■ SET EXERCISE:
Reproduce the stretch of data from the line containing "Where can you see the wooden viewing" through the end of the data, word for word, and include nothing else.

--- begin TASK MATERIAL ---

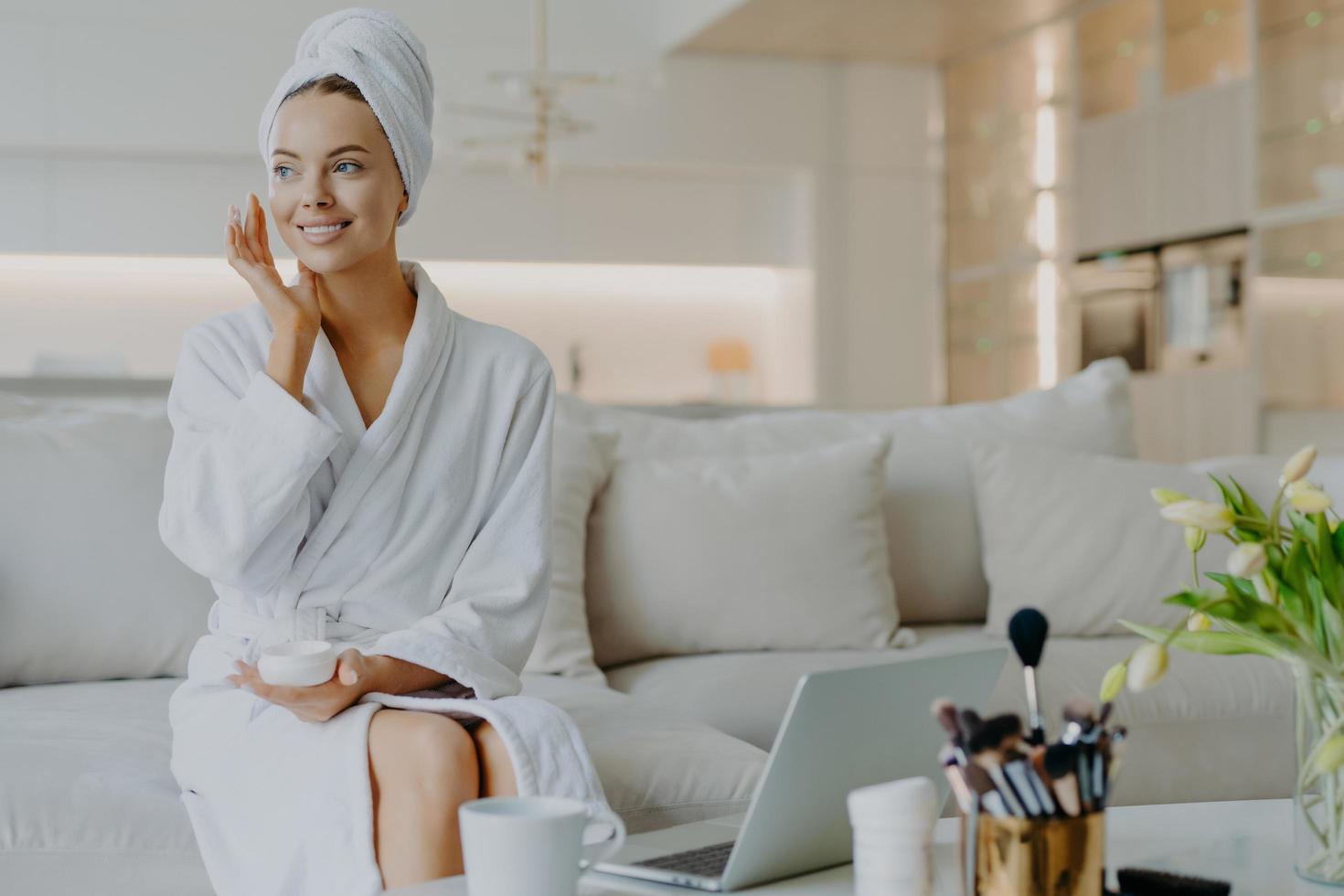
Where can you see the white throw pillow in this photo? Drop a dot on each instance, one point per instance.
(581, 460)
(928, 496)
(1080, 536)
(757, 552)
(88, 590)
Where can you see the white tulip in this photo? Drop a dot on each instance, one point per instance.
(1265, 590)
(1247, 559)
(1298, 465)
(1201, 515)
(1147, 667)
(1307, 498)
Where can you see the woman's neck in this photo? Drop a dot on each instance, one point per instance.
(366, 308)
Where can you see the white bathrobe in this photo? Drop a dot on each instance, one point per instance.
(426, 536)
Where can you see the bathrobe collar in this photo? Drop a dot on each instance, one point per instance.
(365, 453)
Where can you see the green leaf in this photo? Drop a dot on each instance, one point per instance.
(1303, 527)
(1317, 595)
(1295, 606)
(1295, 566)
(1189, 600)
(1235, 584)
(1214, 643)
(1332, 575)
(1252, 508)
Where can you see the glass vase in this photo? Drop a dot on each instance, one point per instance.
(1318, 793)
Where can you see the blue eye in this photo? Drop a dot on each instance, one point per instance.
(277, 168)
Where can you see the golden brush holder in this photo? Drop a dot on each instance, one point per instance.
(1037, 856)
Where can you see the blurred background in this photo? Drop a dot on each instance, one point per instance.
(843, 203)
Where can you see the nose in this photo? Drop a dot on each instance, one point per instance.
(316, 195)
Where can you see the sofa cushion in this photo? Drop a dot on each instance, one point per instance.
(1080, 538)
(88, 590)
(755, 552)
(746, 693)
(85, 767)
(1232, 713)
(928, 497)
(581, 461)
(657, 767)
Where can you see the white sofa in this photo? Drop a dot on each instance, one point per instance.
(86, 798)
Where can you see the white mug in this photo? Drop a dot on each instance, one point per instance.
(531, 844)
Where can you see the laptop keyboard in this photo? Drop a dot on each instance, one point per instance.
(707, 861)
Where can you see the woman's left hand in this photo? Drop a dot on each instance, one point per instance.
(315, 703)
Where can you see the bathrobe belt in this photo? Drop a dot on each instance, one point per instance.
(302, 624)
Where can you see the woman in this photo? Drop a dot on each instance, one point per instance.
(354, 461)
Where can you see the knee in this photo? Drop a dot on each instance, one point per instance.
(441, 756)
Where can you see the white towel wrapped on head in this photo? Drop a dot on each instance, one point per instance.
(378, 54)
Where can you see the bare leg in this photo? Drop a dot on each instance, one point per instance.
(497, 778)
(422, 767)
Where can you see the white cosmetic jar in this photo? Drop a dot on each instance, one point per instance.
(297, 664)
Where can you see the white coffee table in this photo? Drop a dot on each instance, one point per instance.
(1249, 844)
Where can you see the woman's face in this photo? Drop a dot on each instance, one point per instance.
(308, 185)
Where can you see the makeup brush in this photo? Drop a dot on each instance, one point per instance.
(984, 787)
(1061, 766)
(945, 710)
(1029, 629)
(1027, 770)
(992, 732)
(986, 744)
(955, 775)
(1080, 732)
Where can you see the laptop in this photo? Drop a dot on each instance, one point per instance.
(844, 729)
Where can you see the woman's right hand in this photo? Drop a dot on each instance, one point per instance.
(248, 249)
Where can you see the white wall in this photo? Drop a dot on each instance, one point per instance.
(1179, 168)
(133, 132)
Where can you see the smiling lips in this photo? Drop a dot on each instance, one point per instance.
(323, 234)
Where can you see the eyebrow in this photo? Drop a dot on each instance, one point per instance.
(334, 152)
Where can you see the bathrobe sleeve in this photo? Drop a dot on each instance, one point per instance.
(235, 488)
(486, 624)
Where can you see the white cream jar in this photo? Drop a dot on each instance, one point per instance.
(297, 664)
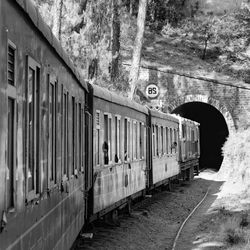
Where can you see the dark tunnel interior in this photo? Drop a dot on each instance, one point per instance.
(213, 131)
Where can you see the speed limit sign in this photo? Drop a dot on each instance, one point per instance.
(152, 91)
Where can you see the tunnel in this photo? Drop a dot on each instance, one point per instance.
(213, 131)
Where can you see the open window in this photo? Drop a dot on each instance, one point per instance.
(33, 128)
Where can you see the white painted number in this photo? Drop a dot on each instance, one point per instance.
(152, 91)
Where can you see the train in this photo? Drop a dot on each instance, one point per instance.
(72, 152)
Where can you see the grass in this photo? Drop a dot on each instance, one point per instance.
(234, 231)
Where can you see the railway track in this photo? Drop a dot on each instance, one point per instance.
(154, 222)
(188, 217)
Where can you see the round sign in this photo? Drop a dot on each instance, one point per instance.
(152, 91)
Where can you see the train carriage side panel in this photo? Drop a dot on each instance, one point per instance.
(164, 147)
(189, 144)
(119, 160)
(46, 197)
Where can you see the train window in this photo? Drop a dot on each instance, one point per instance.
(110, 138)
(153, 139)
(73, 136)
(11, 132)
(117, 139)
(79, 136)
(193, 141)
(83, 139)
(11, 63)
(175, 140)
(107, 139)
(157, 140)
(130, 144)
(162, 141)
(65, 135)
(98, 137)
(52, 133)
(171, 140)
(167, 140)
(135, 140)
(141, 140)
(125, 139)
(120, 139)
(10, 180)
(184, 131)
(33, 128)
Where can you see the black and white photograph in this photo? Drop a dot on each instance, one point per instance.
(124, 124)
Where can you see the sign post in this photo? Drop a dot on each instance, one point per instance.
(152, 91)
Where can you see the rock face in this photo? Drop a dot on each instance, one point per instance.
(215, 6)
(175, 90)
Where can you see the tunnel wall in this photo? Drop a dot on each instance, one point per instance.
(175, 90)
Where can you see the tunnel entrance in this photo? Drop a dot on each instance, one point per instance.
(213, 131)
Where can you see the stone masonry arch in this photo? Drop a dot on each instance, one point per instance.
(208, 100)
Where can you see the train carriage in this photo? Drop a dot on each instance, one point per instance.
(42, 129)
(71, 151)
(164, 147)
(119, 150)
(189, 147)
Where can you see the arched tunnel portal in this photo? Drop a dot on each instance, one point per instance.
(213, 131)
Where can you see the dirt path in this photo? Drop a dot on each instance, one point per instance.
(154, 222)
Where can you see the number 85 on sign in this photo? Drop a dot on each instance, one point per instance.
(152, 91)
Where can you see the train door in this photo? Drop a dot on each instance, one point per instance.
(149, 176)
(88, 165)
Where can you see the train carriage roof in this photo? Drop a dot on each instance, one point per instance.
(164, 116)
(117, 99)
(32, 12)
(186, 120)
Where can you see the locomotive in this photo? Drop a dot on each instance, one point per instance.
(71, 151)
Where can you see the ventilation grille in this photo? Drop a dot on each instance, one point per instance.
(11, 65)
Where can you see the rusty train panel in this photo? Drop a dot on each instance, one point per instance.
(70, 151)
(55, 204)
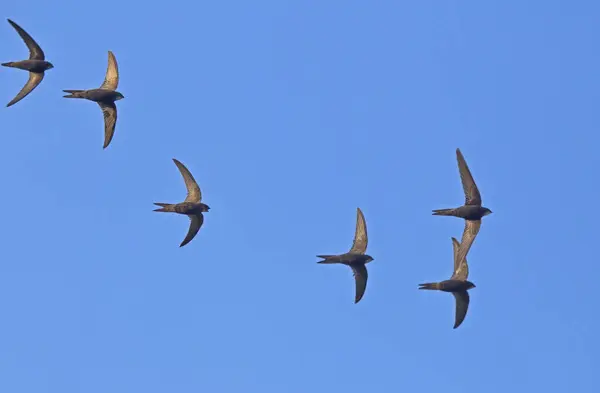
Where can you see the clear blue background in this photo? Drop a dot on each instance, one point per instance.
(290, 114)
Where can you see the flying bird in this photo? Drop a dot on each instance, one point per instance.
(356, 257)
(471, 211)
(36, 64)
(192, 206)
(458, 285)
(105, 96)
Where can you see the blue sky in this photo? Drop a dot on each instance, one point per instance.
(290, 114)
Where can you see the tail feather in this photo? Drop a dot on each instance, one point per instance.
(165, 207)
(444, 212)
(429, 285)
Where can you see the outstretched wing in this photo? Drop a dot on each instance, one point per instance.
(35, 52)
(111, 80)
(110, 120)
(194, 193)
(469, 234)
(34, 79)
(472, 196)
(360, 276)
(196, 222)
(462, 305)
(461, 268)
(359, 246)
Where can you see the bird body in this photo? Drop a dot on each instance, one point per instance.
(187, 208)
(346, 259)
(458, 285)
(472, 211)
(36, 64)
(449, 285)
(96, 95)
(468, 212)
(31, 65)
(191, 207)
(356, 258)
(105, 96)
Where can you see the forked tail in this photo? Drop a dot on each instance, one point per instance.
(444, 212)
(74, 93)
(165, 207)
(429, 285)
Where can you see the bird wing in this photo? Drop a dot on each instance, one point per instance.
(360, 276)
(196, 222)
(469, 234)
(110, 120)
(472, 196)
(34, 79)
(194, 193)
(35, 52)
(359, 246)
(462, 305)
(111, 80)
(461, 268)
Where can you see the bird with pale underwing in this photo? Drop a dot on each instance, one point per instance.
(356, 258)
(192, 206)
(472, 211)
(36, 64)
(105, 96)
(458, 285)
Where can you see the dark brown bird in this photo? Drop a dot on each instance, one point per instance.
(457, 285)
(105, 96)
(471, 211)
(191, 207)
(36, 64)
(356, 257)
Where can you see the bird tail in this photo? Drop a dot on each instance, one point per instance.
(444, 212)
(327, 258)
(429, 285)
(165, 207)
(74, 93)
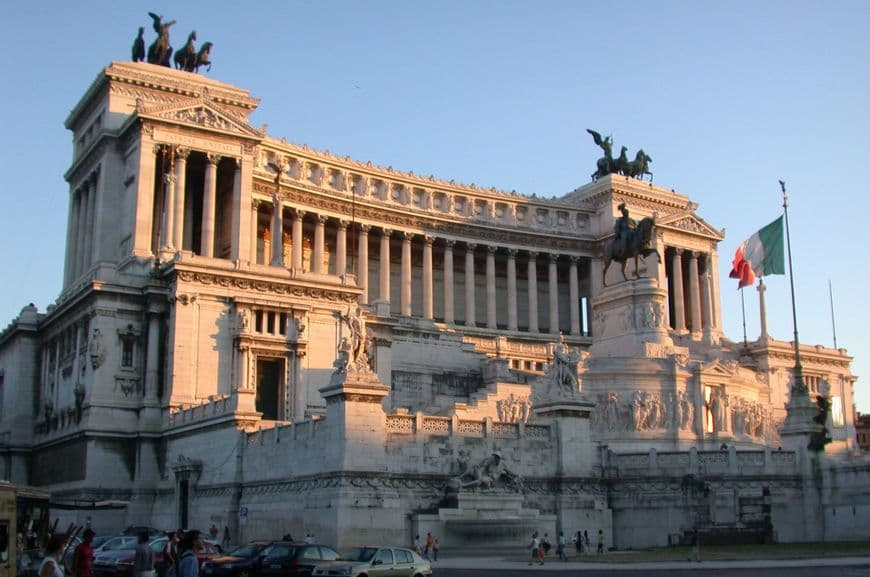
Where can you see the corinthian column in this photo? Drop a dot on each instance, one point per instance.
(181, 155)
(512, 289)
(469, 285)
(448, 281)
(384, 278)
(677, 291)
(362, 277)
(533, 292)
(206, 237)
(574, 296)
(405, 273)
(553, 290)
(694, 293)
(428, 312)
(490, 288)
(319, 239)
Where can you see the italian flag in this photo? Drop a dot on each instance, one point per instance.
(760, 255)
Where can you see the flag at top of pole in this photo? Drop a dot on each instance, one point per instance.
(760, 255)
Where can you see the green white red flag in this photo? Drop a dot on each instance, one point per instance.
(760, 255)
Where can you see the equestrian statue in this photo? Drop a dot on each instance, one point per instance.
(636, 168)
(631, 239)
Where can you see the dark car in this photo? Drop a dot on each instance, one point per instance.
(243, 561)
(286, 559)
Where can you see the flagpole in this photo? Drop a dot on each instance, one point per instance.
(799, 388)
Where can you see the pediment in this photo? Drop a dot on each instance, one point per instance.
(201, 113)
(692, 223)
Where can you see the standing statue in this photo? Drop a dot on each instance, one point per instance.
(138, 50)
(631, 240)
(160, 51)
(185, 59)
(621, 165)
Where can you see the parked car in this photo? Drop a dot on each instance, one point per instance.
(288, 559)
(242, 561)
(372, 561)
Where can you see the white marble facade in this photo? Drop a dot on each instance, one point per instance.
(185, 366)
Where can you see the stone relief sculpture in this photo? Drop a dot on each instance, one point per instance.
(490, 474)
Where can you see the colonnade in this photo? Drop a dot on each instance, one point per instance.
(418, 268)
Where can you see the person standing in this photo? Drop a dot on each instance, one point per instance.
(188, 564)
(143, 561)
(51, 565)
(83, 556)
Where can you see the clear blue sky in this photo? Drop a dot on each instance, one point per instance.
(727, 98)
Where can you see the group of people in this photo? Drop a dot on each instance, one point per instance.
(540, 546)
(430, 547)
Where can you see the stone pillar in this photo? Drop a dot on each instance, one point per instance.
(296, 240)
(341, 248)
(553, 288)
(490, 288)
(694, 293)
(469, 285)
(384, 266)
(428, 311)
(533, 292)
(168, 212)
(181, 155)
(206, 239)
(319, 240)
(277, 231)
(574, 295)
(512, 289)
(362, 277)
(405, 274)
(448, 281)
(677, 291)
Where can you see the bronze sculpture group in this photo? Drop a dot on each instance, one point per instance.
(637, 168)
(160, 51)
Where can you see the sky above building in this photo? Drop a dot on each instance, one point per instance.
(727, 98)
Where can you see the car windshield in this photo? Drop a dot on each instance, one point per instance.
(361, 554)
(245, 551)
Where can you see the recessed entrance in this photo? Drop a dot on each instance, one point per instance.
(270, 388)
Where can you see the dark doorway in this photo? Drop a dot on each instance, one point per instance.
(270, 386)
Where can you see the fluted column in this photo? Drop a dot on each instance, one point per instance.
(677, 291)
(384, 266)
(553, 290)
(319, 239)
(277, 231)
(574, 295)
(448, 282)
(694, 293)
(206, 239)
(181, 155)
(512, 289)
(296, 240)
(533, 292)
(490, 288)
(428, 311)
(362, 276)
(341, 248)
(469, 285)
(405, 273)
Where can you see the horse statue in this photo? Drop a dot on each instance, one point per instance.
(202, 57)
(638, 167)
(185, 59)
(160, 51)
(634, 244)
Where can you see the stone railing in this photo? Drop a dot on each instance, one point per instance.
(424, 425)
(321, 171)
(189, 414)
(694, 462)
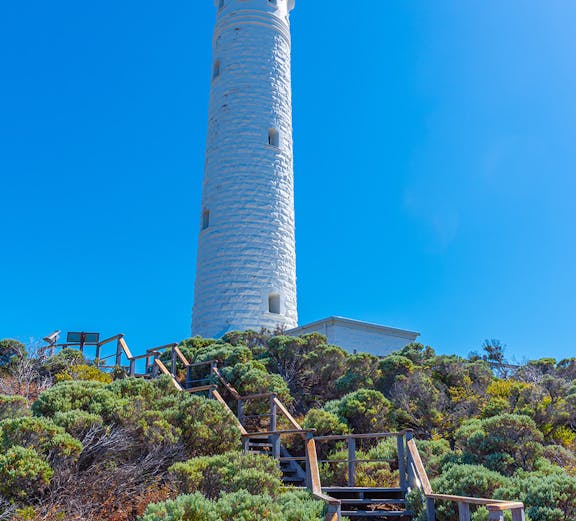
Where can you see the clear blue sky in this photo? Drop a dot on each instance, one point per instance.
(435, 167)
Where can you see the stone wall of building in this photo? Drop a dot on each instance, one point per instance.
(355, 335)
(246, 266)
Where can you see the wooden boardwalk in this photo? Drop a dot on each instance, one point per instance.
(268, 428)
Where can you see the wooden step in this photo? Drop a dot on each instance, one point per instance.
(362, 489)
(382, 514)
(372, 501)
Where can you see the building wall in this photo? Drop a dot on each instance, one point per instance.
(360, 336)
(247, 250)
(365, 341)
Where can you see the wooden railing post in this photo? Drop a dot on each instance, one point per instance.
(118, 352)
(463, 511)
(401, 462)
(97, 355)
(275, 440)
(410, 474)
(430, 510)
(351, 461)
(174, 358)
(154, 365)
(518, 514)
(273, 413)
(309, 469)
(241, 411)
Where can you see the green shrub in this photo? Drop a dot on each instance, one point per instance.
(363, 411)
(206, 426)
(325, 423)
(546, 497)
(64, 360)
(77, 423)
(228, 472)
(10, 351)
(92, 397)
(23, 473)
(13, 406)
(41, 434)
(238, 506)
(465, 480)
(502, 443)
(83, 372)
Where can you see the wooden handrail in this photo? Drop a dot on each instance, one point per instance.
(495, 504)
(221, 400)
(197, 364)
(164, 369)
(181, 356)
(420, 470)
(286, 413)
(226, 384)
(160, 348)
(111, 339)
(266, 434)
(125, 347)
(313, 468)
(495, 507)
(337, 437)
(256, 396)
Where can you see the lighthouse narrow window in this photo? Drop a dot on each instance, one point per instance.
(273, 137)
(205, 219)
(216, 69)
(274, 303)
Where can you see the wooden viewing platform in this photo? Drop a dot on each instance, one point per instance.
(266, 437)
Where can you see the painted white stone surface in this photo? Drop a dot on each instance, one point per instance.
(247, 250)
(355, 335)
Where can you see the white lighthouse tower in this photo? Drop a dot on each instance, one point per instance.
(246, 267)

--- end TASK MATERIAL ---

■ OUTPUT FOR THIS EXERCISE:
Where can you see the wooden viewing platform in this photo? Drop a dot on each instance, one point per instance.
(266, 437)
Where can you see the painted white stone surface in this photo? Drop a dot on each instance, one point per instance.
(247, 250)
(355, 335)
Where can you see the white lighthouse tower in this photo? Drop a dot on each instance, one point per instance.
(246, 267)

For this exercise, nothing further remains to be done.